HOW TO COMPLETE THIS TASK
If a line of the data below contains the string "Category", copy it into your answer.

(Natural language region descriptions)
────────────────────

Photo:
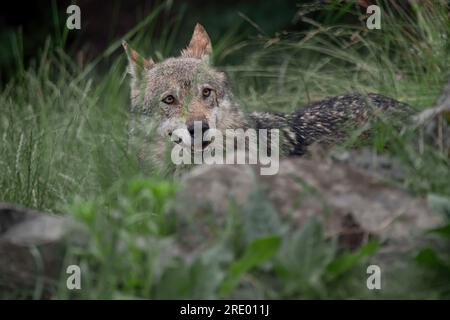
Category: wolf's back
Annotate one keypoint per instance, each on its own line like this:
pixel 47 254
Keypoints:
pixel 325 120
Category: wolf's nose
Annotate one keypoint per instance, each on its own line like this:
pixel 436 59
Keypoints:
pixel 191 127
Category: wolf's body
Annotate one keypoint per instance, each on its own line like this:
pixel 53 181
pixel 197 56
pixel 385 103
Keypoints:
pixel 179 92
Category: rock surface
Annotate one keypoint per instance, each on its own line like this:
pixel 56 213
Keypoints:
pixel 352 203
pixel 32 247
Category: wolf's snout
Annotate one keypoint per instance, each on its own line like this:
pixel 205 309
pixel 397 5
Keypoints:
pixel 204 127
pixel 175 138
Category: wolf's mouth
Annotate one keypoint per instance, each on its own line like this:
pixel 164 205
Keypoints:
pixel 204 146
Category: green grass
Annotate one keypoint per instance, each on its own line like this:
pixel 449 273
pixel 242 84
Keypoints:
pixel 64 149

────────────────────

OUTPUT FOR THIS TASK
Category: wolf's back
Category: wolf's nose
Category: wolf's body
Category: rock surface
Category: wolf's snout
Category: wolf's mouth
Category: green grass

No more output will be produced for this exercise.